# [Aim]
Convert the records below into a numbered list of their lines, omitting any blank lines and leaving out the pictures.

++++ Given data

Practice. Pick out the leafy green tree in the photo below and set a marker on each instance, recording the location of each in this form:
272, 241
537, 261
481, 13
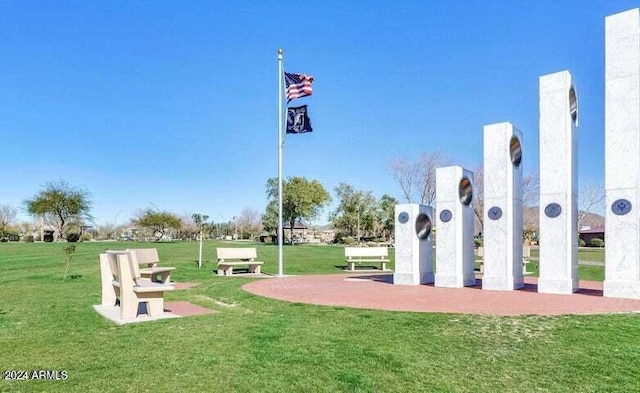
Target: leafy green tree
357, 211
61, 205
7, 217
301, 199
270, 216
387, 215
158, 222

++++++++

# [Solution]
1. Practice. Pick out the leafy green tree in the photo below and set a marker on each instance, recording the location of each in this form:
2. 272, 241
3. 537, 261
4. 481, 13
5. Target: leafy green tree
6. 357, 211
7. 61, 205
8. 7, 217
9. 301, 199
10. 270, 216
11. 387, 215
12. 158, 222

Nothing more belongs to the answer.